* PROBLEM STATEMENT
Return all of the data exactly, omitting any images.

* DATA
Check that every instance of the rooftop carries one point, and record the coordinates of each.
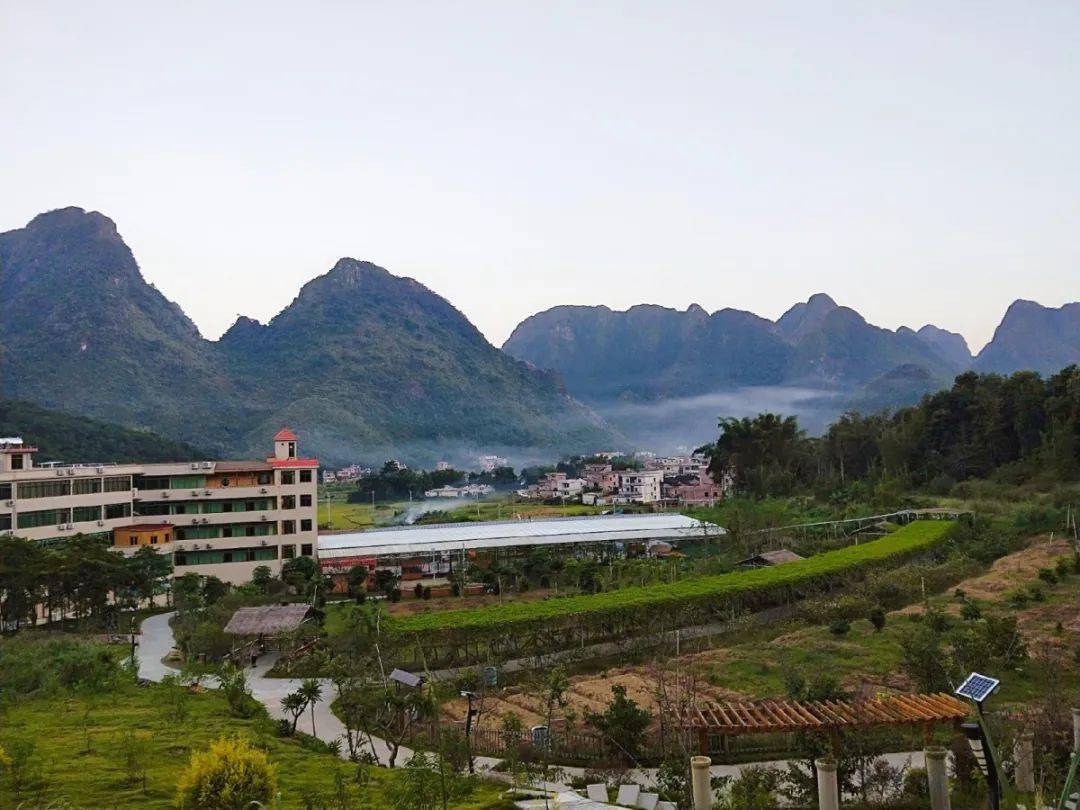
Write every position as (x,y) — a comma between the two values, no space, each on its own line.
(508,534)
(268,619)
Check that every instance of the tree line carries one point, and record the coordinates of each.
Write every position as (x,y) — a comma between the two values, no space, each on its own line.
(1017,429)
(80,579)
(394,482)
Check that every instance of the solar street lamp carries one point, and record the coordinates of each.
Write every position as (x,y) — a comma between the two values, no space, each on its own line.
(977,689)
(469,715)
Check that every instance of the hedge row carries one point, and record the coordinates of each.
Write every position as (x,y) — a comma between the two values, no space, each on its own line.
(912,539)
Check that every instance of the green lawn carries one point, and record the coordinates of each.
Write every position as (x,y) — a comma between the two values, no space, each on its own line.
(79,745)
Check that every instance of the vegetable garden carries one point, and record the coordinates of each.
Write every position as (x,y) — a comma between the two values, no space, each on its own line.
(501,632)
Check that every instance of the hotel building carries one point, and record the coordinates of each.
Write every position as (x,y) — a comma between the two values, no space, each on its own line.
(214,517)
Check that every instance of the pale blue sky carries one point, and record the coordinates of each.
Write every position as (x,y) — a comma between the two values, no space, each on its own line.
(917,161)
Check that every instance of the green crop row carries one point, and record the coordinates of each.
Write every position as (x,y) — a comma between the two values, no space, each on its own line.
(912,539)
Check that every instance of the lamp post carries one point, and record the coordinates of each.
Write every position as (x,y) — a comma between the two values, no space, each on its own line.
(977,689)
(469,715)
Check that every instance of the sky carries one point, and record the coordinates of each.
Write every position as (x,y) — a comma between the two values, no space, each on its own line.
(917,161)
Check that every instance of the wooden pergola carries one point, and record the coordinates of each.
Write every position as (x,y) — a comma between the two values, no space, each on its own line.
(781,716)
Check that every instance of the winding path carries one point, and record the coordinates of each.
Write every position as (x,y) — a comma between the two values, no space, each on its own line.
(157,642)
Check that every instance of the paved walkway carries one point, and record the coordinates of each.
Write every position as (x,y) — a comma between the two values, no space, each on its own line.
(157,642)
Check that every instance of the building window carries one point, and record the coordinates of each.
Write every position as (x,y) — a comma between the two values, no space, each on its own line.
(44,517)
(44,488)
(84,514)
(116,511)
(85,486)
(118,483)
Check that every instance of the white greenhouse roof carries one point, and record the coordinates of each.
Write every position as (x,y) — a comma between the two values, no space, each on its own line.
(508,534)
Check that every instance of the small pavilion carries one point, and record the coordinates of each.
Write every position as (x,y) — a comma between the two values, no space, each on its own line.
(282,628)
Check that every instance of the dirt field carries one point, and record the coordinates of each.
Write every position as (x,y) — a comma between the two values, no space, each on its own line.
(592,692)
(588,693)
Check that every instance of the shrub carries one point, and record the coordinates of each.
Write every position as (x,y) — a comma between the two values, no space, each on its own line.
(1020,598)
(230,775)
(877,619)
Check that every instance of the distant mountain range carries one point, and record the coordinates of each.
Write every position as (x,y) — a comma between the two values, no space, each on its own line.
(817,360)
(368,365)
(363,364)
(650,352)
(67,437)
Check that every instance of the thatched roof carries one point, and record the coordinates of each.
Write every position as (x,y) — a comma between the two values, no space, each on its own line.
(771,557)
(268,619)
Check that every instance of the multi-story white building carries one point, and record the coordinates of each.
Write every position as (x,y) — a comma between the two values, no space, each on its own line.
(214,517)
(639,486)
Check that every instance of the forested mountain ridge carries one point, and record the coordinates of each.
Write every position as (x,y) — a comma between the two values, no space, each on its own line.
(1034,337)
(363,363)
(67,437)
(648,351)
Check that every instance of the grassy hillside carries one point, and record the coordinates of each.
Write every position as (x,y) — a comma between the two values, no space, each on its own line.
(68,437)
(96,741)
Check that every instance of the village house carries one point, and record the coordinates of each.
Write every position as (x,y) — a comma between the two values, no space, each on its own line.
(639,486)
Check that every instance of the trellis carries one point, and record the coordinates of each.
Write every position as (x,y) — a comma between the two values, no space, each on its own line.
(831,716)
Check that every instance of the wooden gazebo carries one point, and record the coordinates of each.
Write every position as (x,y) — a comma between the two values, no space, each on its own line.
(779,716)
(272,628)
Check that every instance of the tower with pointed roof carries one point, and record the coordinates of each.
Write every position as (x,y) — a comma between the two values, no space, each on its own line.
(284,444)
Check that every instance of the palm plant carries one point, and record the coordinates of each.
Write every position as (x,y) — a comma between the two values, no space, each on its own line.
(311,690)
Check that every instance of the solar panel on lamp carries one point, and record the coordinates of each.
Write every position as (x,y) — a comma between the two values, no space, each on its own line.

* FINISHED TASK
Check that every instance of the rooftop carries one point, and record the coordinates of each.
Write every position as (x,y) — a comma between the two values, no space, each on its own line.
(508,534)
(268,619)
Check that every instance of the tree line carries one point, and record the coordinates of each.
Write every position as (x,y) — a comma between the two values, no space, each on its own line.
(1017,429)
(80,579)
(394,482)
Check that every instance of the solar street lamp carries one point, and record the coordinates of each.
Write every position as (x,y) — a comma between the two values, no space, each on its own line.
(977,689)
(469,715)
Check that every instance of the hedge row carries one point, and record the coordinates of each.
Write every position as (x,y) — a comma between the two values, no space, each on its own line.
(912,539)
Check that every instance of the green lawn carries one point, and record the coordinates of each.
Write every position as (x,y) — a comma between the two values, no space, each on its own line.
(79,745)
Check that every instance of the vegetable garden carries one point, and record the coordinates of each.
Write every position as (x,y) — a comma between the two values, no space, each on its own line.
(501,632)
Check that every instance of the hotel building carries one point, and record the coordinates of each.
Write every position as (x,y) — a comma between the two values, no space, each on its own line.
(214,517)
Check that every instance of the pale blue sky carries one point, and record the coordinates of each.
Write every position as (x,y) — a comma between the two values, no space, each on its own line.
(917,161)
Check that every instance of the green crop row carries one point, and record the coordinates of each.
Write every position as (x,y) — a comma between the two values, no space, each on its own line.
(912,539)
Check that every instance of the lamp post carries one point, and record the coordinates of each.
Write every position as (x,y) — a comma between the two values, no space, each on its own line.
(977,689)
(469,715)
Check that every instance of the sky carries one point, and record the coordinates of each.
Write every position as (x,y) — a comma between the two values, no space, each on its own line.
(917,161)
Check that every instance of the wooden pergola carries one point, and record the coordinates of each.
Write every position as (x,y) — a comma between the two values, no space, each on its own line.
(781,716)
Check that every instance of the winding path carries one point, and record the coordinates of each.
Write every position as (x,y) — a comma between the two values, no space, each on its own line.
(157,642)
Check that every instance of the paved walkway carries one point, and record the coordinates of each.
Write every position as (x,y) — a comma between the two values, no space, each on its own line.
(157,642)
Check that every instance of the building window carries one point, and record the coordinates of each.
Write every position as (x,y) — a comma between the two values, no space, each on its own line.
(44,517)
(44,488)
(84,514)
(116,511)
(85,486)
(118,483)
Check that every instance of the white greenhouse roof carries one point, and record the coordinates of each.
Write every position as (x,y) — a comma between the two values, no space, each on its own line.
(508,534)
Check that every instance of the small pavilion carries one point, and record the coordinates of each.
Write every position as (x,y) — a comma between the two values, no space, each on its own line.
(282,628)
Check that every instance of the dirt field carries one point, and record the coordinates of each.
Write every position as (x,y) — a comma between the two values, no space, each on its own line.
(592,692)
(588,693)
Check that every instance of the shrub carries one point, and record the coordinates of each.
Write every position as (x,y) — a comma between the two values, no space, each on its own line.
(1020,598)
(230,775)
(877,619)
Check that every instance of the distant mountain range carries one point, and record the coordinates of each.
Write every position as (x,y) — a comma between the two values, no space, each on its own line.
(817,360)
(368,365)
(363,364)
(650,352)
(67,437)
Check that every instance of the thatched roof carries one point, and record the coordinates of each.
Write every position as (x,y) — a comma between the two values, no space, each on its own line.
(771,557)
(268,619)
Check that every instance of the multi-story white building carries one point, and record the coordinates of each.
Write every position as (x,y) — a comma between the two values, no space, each on its own line.
(214,517)
(639,486)
Check that every instance of the forested mountain ridge carries one point, and record the coordinates of each.
Write every position as (x,y) — a comma between the two values, no space, each on its own line.
(1034,337)
(363,363)
(67,437)
(648,351)
Check that every instance of the grassy hillside carries one point, and record the coordinates of each.
Write every position as (x,y) — a comma between the two values, no space, each on its own line.
(68,437)
(96,741)
Check that every instance of the village house carries one point, and record the coordinates of each.
Write every position as (x,y) — a comma between the two values, no space, each on its own line.
(639,486)
Check that every instance of the trellis carries one point, and record the coordinates of each.
Write every position as (x,y) — a comma between the two values, no space, each on its own line.
(831,716)
Check that every instance of the wooden gazebo carries one point, and record the coordinates of each.
Write every position as (x,y) — a comma between the two values, no space, each on its own line.
(779,716)
(272,628)
Check that every instance of the tower with pointed roof carries one point, and record the coordinates of each.
Write every position as (x,y) — a comma between the two values, no space, each on its own line.
(284,444)
Check that every instance of the palm plant carries one point, and record the coordinates of each.
Write every position as (x,y) — a comma between the two values, no space, each on its own line.
(311,690)
Check that every instance of the solar panel on lamp carries one point, and record the coordinates of each.
Write every position as (x,y) — a comma between the two values, no space, each on its own line.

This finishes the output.